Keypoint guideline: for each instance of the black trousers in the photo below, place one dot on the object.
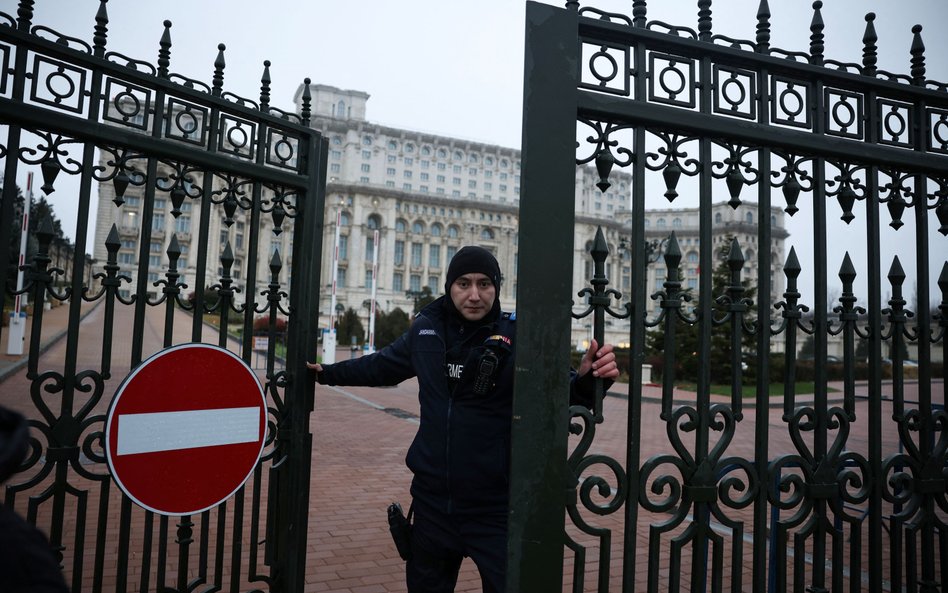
(440, 542)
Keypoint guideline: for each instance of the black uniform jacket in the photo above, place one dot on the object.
(460, 456)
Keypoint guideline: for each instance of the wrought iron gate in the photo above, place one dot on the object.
(158, 147)
(842, 491)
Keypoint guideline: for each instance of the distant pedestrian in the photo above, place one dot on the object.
(461, 348)
(27, 563)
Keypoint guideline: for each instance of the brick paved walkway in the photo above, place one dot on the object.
(360, 439)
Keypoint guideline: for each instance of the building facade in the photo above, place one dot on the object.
(426, 195)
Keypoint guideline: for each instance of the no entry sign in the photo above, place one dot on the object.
(185, 429)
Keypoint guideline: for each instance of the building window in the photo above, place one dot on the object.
(399, 253)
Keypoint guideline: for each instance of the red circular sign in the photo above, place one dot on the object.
(185, 429)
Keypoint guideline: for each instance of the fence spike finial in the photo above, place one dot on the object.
(704, 20)
(816, 34)
(265, 86)
(24, 15)
(101, 29)
(869, 49)
(164, 51)
(763, 27)
(217, 82)
(639, 12)
(918, 56)
(306, 106)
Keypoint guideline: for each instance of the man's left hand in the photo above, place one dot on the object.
(601, 361)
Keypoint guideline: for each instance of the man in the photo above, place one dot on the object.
(27, 563)
(461, 349)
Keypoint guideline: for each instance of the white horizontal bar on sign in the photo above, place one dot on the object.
(170, 431)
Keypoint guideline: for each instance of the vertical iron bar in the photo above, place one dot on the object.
(764, 311)
(636, 321)
(540, 416)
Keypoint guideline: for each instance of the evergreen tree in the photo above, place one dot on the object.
(350, 326)
(389, 326)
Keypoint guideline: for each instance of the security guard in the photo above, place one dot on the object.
(461, 349)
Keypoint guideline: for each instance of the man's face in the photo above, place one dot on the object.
(473, 295)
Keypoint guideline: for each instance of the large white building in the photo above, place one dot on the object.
(427, 195)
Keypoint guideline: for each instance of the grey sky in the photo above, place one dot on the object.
(444, 66)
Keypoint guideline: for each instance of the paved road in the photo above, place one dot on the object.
(360, 439)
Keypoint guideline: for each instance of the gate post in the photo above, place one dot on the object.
(538, 477)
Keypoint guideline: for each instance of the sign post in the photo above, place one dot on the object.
(186, 429)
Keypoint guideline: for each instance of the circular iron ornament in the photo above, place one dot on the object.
(127, 104)
(613, 65)
(730, 83)
(681, 80)
(849, 110)
(794, 94)
(887, 122)
(283, 149)
(941, 126)
(186, 122)
(237, 137)
(60, 95)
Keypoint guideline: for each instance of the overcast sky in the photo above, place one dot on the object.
(448, 67)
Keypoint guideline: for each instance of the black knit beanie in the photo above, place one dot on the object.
(472, 259)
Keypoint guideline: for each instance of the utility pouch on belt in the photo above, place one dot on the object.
(401, 530)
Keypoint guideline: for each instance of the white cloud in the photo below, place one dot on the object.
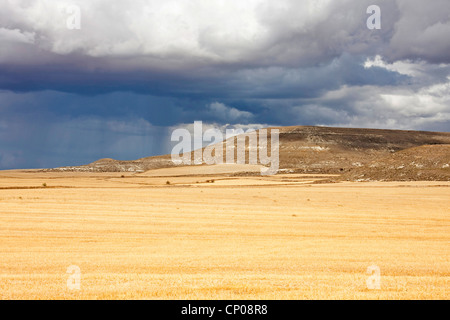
(226, 113)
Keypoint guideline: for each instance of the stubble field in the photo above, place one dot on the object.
(157, 236)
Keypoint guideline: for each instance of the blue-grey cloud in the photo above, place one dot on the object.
(134, 70)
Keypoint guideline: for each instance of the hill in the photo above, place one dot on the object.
(357, 154)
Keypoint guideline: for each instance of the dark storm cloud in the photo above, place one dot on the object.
(135, 69)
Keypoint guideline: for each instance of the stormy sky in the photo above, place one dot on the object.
(133, 71)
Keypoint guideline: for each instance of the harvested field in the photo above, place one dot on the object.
(277, 237)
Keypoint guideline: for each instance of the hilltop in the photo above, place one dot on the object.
(356, 154)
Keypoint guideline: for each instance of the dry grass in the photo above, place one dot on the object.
(138, 238)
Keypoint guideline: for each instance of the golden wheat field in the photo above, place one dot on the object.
(173, 235)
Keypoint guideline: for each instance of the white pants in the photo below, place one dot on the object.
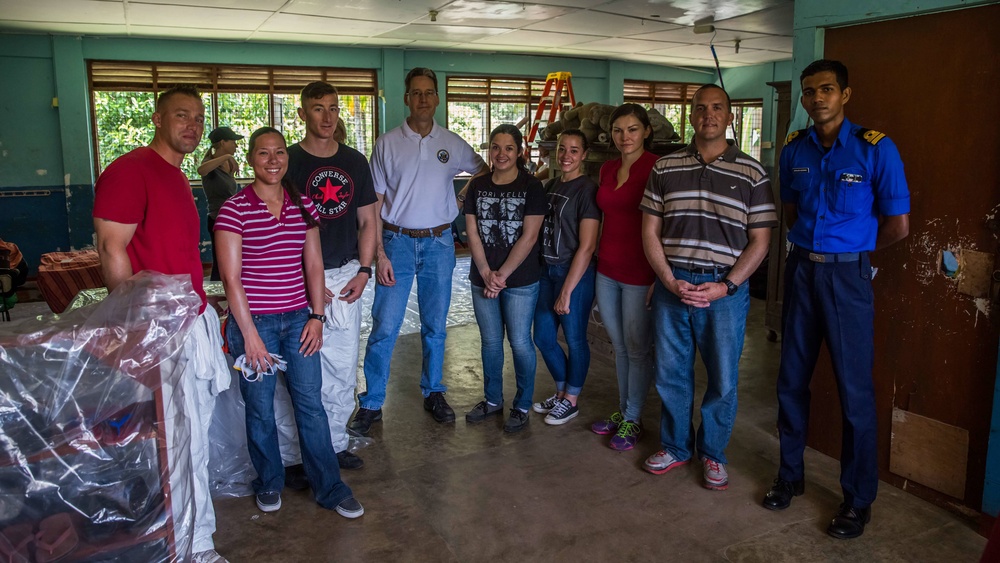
(190, 385)
(339, 357)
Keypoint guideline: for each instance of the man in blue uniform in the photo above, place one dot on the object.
(844, 195)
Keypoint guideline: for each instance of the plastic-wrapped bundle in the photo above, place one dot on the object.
(93, 435)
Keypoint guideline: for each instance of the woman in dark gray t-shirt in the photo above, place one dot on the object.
(566, 286)
(218, 171)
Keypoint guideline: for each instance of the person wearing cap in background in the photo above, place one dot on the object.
(218, 171)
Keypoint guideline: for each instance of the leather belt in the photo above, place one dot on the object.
(826, 258)
(416, 233)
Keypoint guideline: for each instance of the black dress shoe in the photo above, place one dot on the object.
(295, 478)
(781, 493)
(849, 522)
(439, 408)
(347, 460)
(363, 420)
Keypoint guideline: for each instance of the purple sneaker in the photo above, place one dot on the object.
(626, 437)
(608, 425)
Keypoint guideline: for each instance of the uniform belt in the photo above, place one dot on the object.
(416, 233)
(712, 270)
(826, 258)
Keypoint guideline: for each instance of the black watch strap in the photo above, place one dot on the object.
(731, 288)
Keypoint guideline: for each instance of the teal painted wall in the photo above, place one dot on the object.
(35, 136)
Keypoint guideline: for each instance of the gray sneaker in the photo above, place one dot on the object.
(481, 411)
(563, 412)
(269, 501)
(350, 508)
(516, 422)
(716, 476)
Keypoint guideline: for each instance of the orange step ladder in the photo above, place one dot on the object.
(553, 100)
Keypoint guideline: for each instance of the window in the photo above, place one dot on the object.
(747, 118)
(672, 99)
(242, 97)
(478, 104)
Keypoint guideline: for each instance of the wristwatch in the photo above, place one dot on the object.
(731, 288)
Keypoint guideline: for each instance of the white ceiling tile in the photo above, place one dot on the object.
(572, 3)
(268, 5)
(687, 35)
(536, 39)
(606, 24)
(183, 32)
(195, 18)
(379, 41)
(505, 14)
(687, 12)
(81, 11)
(452, 33)
(686, 51)
(618, 44)
(372, 10)
(774, 21)
(65, 28)
(425, 44)
(772, 42)
(306, 25)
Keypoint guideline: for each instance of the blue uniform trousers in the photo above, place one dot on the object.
(830, 301)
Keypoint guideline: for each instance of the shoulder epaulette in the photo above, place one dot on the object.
(795, 135)
(871, 135)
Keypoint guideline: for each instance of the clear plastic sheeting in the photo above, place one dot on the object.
(94, 462)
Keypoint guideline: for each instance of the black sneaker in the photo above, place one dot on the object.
(563, 412)
(363, 420)
(295, 477)
(269, 501)
(781, 493)
(347, 460)
(517, 421)
(481, 411)
(439, 408)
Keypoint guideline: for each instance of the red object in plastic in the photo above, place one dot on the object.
(61, 275)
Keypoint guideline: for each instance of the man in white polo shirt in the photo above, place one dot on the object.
(413, 167)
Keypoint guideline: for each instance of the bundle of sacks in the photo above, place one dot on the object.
(594, 120)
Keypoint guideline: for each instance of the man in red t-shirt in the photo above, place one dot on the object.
(145, 219)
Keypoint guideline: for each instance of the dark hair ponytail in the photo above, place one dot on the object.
(508, 129)
(286, 184)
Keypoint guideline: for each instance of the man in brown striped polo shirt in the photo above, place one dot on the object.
(708, 213)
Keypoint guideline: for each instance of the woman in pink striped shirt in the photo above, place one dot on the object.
(265, 234)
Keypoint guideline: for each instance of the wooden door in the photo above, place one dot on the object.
(930, 83)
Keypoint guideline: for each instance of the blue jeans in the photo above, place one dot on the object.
(568, 373)
(511, 310)
(630, 327)
(717, 331)
(431, 261)
(280, 333)
(832, 302)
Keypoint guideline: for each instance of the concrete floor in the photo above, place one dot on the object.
(461, 492)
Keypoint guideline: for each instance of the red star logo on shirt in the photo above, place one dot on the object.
(330, 191)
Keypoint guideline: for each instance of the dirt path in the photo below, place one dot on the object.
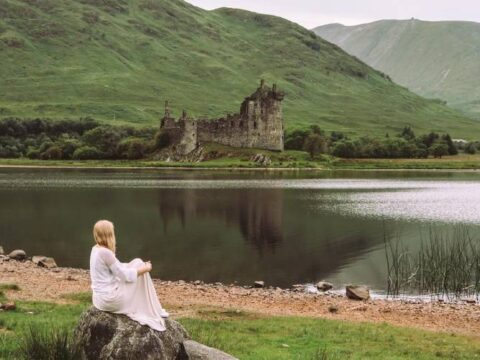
(185, 298)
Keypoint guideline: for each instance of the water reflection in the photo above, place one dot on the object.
(257, 213)
(281, 228)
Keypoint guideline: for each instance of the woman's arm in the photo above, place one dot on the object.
(122, 272)
(145, 268)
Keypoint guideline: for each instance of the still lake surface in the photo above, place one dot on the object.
(281, 227)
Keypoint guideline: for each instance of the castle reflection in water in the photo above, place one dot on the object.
(257, 213)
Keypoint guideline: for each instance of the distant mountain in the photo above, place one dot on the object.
(434, 59)
(119, 60)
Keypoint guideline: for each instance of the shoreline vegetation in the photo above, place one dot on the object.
(253, 323)
(459, 162)
(86, 142)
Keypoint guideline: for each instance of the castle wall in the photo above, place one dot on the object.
(259, 125)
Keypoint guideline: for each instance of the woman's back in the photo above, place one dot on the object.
(103, 280)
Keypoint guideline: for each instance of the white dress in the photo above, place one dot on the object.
(117, 289)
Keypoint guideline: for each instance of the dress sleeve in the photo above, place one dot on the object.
(121, 271)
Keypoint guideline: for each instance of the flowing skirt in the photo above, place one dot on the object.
(137, 300)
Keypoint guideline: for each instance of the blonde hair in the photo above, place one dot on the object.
(104, 234)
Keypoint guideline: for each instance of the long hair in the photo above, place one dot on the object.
(104, 234)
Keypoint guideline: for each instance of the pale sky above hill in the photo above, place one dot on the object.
(312, 13)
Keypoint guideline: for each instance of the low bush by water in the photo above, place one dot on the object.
(447, 265)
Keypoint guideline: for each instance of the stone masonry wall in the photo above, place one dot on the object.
(258, 125)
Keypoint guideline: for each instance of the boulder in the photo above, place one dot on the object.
(44, 261)
(259, 284)
(324, 286)
(18, 255)
(101, 335)
(355, 292)
(195, 351)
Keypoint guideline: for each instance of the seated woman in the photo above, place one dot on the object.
(123, 288)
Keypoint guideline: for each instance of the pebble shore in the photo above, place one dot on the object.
(188, 298)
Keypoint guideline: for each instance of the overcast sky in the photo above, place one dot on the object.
(312, 13)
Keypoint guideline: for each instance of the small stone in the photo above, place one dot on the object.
(259, 284)
(357, 292)
(310, 289)
(10, 306)
(37, 258)
(18, 255)
(324, 286)
(333, 309)
(47, 262)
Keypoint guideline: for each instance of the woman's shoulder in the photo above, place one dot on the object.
(103, 252)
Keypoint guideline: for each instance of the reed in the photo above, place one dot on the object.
(446, 265)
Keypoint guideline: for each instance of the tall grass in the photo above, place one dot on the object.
(47, 343)
(446, 265)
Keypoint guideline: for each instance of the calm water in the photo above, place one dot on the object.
(283, 228)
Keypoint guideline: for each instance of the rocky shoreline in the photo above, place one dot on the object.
(55, 284)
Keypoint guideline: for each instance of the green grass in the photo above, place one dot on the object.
(117, 61)
(436, 59)
(459, 162)
(249, 336)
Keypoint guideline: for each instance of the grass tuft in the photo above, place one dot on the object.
(47, 343)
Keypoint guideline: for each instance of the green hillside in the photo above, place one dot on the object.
(434, 59)
(118, 60)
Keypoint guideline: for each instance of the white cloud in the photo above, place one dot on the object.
(311, 13)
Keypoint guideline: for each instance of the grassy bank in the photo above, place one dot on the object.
(286, 160)
(249, 336)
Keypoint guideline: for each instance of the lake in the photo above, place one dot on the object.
(281, 227)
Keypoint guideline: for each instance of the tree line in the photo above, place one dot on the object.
(86, 139)
(83, 139)
(403, 145)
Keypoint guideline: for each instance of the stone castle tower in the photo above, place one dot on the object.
(258, 125)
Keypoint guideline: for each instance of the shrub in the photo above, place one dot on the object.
(33, 154)
(438, 150)
(52, 153)
(296, 139)
(470, 148)
(315, 144)
(162, 140)
(345, 149)
(87, 153)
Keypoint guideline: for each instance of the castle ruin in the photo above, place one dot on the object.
(258, 125)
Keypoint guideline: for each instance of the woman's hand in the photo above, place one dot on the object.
(147, 267)
(148, 264)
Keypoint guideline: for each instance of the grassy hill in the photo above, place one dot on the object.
(433, 59)
(118, 60)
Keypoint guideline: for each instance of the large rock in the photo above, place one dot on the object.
(101, 335)
(18, 255)
(357, 292)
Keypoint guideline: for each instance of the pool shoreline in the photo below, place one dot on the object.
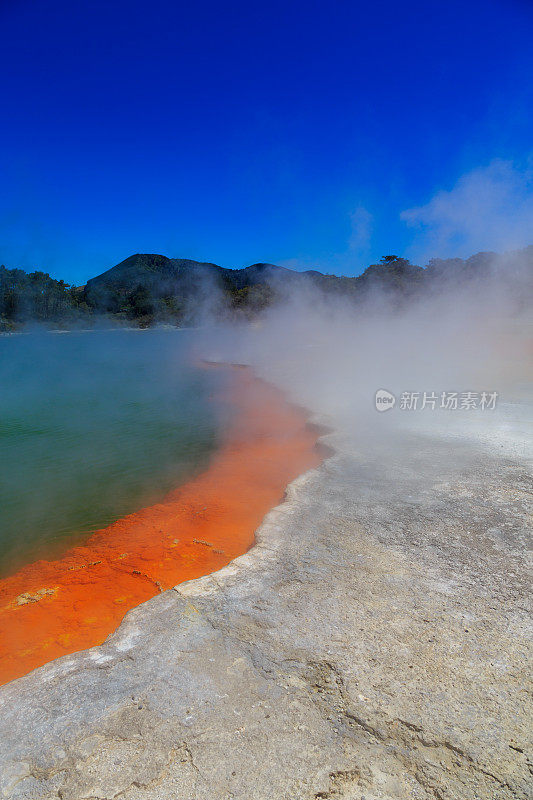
(53, 608)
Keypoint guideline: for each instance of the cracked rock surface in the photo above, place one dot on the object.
(373, 644)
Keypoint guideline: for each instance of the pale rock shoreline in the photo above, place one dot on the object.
(373, 644)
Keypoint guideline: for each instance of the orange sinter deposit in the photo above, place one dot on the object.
(50, 608)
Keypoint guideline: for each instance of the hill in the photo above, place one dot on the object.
(148, 287)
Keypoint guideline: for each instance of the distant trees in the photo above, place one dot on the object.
(150, 288)
(38, 297)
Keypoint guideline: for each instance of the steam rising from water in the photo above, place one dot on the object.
(458, 333)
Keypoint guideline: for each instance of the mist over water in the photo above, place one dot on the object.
(94, 426)
(464, 330)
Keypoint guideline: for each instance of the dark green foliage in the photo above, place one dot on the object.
(150, 288)
(35, 296)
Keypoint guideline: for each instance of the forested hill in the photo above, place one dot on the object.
(150, 288)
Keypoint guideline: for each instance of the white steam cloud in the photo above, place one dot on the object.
(489, 208)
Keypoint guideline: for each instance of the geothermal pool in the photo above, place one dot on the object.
(92, 427)
(134, 471)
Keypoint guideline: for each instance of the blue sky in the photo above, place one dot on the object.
(308, 134)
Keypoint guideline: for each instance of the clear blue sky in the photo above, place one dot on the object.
(235, 132)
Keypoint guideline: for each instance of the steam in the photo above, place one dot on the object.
(467, 329)
(489, 208)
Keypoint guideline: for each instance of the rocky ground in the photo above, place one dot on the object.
(373, 644)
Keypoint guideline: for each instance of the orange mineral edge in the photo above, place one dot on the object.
(51, 608)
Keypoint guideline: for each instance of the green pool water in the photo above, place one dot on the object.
(94, 425)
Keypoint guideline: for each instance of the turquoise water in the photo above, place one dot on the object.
(93, 426)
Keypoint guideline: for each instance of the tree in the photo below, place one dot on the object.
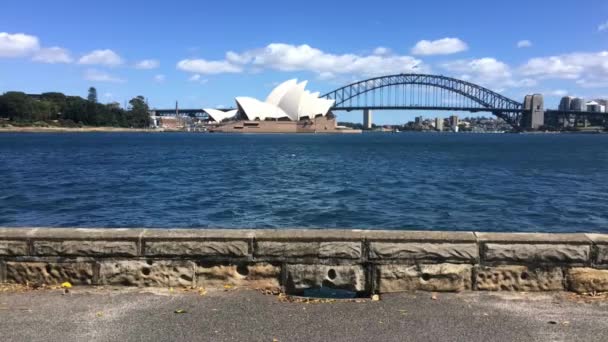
(139, 116)
(92, 95)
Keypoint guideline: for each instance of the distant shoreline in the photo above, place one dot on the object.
(31, 129)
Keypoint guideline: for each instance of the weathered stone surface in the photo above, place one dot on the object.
(534, 238)
(519, 278)
(49, 273)
(419, 236)
(2, 272)
(342, 250)
(425, 251)
(234, 248)
(587, 280)
(256, 276)
(602, 254)
(438, 277)
(301, 277)
(147, 273)
(9, 247)
(86, 248)
(537, 253)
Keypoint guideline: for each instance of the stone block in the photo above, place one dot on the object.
(147, 273)
(10, 247)
(233, 248)
(519, 278)
(86, 248)
(425, 251)
(256, 276)
(436, 277)
(284, 249)
(537, 253)
(2, 272)
(302, 277)
(602, 254)
(587, 280)
(49, 273)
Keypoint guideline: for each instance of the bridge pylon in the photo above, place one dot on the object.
(367, 119)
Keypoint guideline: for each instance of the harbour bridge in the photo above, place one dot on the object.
(439, 93)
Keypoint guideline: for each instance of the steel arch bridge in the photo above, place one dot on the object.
(424, 92)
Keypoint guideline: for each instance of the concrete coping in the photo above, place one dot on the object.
(534, 238)
(598, 239)
(297, 235)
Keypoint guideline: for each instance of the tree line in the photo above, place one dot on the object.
(57, 108)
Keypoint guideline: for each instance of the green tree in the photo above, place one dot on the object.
(16, 106)
(92, 97)
(139, 116)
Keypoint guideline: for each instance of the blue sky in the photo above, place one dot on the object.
(205, 53)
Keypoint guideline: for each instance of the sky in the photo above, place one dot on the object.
(205, 53)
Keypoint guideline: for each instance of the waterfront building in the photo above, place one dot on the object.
(439, 124)
(289, 108)
(578, 104)
(566, 103)
(593, 106)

####################

Reproduce verbatim the lines of the records, starting at the line that contains "Keypoint guideline: for each instance of the sky" and ending at the final line of the records.

Keypoint guideline: for each instance of the sky in the photo above, place one dot on the object.
(205, 53)
Keypoint guideline: for each instance of the waterfront building in the photo above, place one dot on the object.
(439, 124)
(289, 108)
(578, 104)
(566, 103)
(593, 106)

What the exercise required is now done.